* [REQUIREMENTS] Name every person mentioned in the email thread, giving each full name as the thread shows it.

For this issue, I'm going to use Mathias's advice for caml_alloc_string and
try two things. I'm going to test giving libevent a custom memory allocator
that uses caml_alloc_string, and the other way is just focus on how I buffer
strings and make a separate read_line that uses caml_alloc.

On Sun, Aug 22, 2010 at 7:42 PM, Till Varoquaux <till@pps.jussieu.fr> wrote:

> Actually Mathias is spot on: you need your string to be allocated in
> the memory region owned by the ocaml GC and tagged properly (that is
> wrapped with the correct GC info). After that you can pass it around
> in C as a string but you should never resize it. That being said you
> only save a call to what existentially is memcpy (unless you need to
> malloc your c string): this should be real fast. Are you  sure this is
> your bottleneck?
>
> Till
>
> On Sun, Aug 22, 2010 at 1:16 PM, Till Varoquaux <till@pps.jussieu.fr>
> wrote:
> > In byterun/mlvalues.h
> >
> > #define Bp_val(v) ((char *) (v))
> > ....
> > #define String_val(x) ((char *) Bp_val(x))
> >
> > Doesn't look like String_val is doing much copying to me....
> >
> >
> > Till
> >
> > On Sat, Aug 21, 2010 at 7:46 PM, Mathias Kende <mathias.kende@ens.fr>
> wrote:
> >> Le samedi 21 août 2010 à 18:30 -0500, Jeffrey Barber a écrit :
> >>> Is there a way to get a string from C to OCaml without the
> >>> caml_copy_string
> >>> function, or is there a version that doesn't copy the string?

* [INFORMATION SUPPLIED]
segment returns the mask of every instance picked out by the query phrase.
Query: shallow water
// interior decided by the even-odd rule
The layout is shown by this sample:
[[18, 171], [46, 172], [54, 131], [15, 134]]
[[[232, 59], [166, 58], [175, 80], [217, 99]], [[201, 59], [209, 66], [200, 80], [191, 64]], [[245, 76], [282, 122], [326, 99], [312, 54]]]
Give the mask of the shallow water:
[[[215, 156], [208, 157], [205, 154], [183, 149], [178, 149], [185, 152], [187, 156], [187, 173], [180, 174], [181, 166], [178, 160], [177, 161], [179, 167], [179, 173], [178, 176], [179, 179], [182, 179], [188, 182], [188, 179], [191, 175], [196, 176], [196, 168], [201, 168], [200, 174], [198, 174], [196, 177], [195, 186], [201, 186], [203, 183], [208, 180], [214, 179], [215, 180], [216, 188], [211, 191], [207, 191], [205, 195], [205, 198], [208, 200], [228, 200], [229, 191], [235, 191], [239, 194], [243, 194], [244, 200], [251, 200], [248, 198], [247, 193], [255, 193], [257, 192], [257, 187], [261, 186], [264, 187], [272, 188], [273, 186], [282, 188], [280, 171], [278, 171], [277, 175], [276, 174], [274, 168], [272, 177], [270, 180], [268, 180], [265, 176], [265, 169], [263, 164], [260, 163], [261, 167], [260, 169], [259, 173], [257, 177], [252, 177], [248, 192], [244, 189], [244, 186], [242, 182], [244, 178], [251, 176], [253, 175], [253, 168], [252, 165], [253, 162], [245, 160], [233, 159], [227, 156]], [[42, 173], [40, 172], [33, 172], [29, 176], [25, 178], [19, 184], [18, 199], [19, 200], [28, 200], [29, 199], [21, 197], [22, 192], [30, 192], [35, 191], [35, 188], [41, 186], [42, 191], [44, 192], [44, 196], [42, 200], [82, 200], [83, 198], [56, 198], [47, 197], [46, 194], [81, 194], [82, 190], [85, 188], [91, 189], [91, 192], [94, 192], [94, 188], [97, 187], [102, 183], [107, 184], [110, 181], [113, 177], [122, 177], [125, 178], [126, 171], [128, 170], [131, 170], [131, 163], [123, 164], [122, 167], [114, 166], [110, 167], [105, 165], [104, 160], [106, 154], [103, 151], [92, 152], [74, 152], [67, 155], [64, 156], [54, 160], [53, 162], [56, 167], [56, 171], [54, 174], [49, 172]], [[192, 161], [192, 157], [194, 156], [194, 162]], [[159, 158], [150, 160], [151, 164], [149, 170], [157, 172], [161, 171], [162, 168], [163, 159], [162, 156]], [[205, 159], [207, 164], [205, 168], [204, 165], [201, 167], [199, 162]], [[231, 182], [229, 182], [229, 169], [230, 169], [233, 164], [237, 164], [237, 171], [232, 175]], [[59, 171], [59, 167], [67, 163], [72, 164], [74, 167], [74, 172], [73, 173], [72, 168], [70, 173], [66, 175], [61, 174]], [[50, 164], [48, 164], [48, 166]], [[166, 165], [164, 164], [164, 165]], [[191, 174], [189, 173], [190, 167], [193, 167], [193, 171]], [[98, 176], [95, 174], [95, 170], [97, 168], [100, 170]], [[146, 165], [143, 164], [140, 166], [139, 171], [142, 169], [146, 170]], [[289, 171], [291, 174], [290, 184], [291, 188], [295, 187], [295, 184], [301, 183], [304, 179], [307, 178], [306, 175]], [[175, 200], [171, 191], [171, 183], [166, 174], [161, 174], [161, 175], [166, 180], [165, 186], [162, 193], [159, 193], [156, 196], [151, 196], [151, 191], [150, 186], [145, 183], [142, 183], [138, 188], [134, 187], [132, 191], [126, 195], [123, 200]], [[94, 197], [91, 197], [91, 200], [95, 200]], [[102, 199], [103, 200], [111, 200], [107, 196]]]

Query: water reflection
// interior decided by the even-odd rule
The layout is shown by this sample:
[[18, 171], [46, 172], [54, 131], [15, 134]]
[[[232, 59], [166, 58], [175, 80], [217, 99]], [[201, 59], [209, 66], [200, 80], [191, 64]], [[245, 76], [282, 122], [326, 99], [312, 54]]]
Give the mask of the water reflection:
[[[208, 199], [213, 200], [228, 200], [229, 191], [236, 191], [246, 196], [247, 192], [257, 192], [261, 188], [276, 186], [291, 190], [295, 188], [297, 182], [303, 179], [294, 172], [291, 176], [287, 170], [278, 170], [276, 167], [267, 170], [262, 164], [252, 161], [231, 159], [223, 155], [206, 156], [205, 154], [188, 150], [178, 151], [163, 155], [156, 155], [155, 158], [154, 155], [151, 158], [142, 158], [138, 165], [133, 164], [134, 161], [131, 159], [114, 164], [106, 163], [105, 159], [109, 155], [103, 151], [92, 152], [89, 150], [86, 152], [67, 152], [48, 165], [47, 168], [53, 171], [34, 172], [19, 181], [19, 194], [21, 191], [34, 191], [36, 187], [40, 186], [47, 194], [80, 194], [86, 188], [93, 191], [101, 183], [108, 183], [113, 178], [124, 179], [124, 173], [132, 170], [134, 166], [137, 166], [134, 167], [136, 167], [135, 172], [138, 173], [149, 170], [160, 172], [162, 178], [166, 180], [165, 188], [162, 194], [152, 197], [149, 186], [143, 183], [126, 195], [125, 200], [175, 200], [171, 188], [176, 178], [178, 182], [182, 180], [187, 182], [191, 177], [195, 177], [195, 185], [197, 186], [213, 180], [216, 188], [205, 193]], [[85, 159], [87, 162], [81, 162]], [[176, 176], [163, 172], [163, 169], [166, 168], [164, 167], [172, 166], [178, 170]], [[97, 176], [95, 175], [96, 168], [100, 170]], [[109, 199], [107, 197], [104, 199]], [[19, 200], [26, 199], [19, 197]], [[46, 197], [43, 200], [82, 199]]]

* [RESPONSE] Mathias Kende, Till Varoquaux, Jeffrey Barber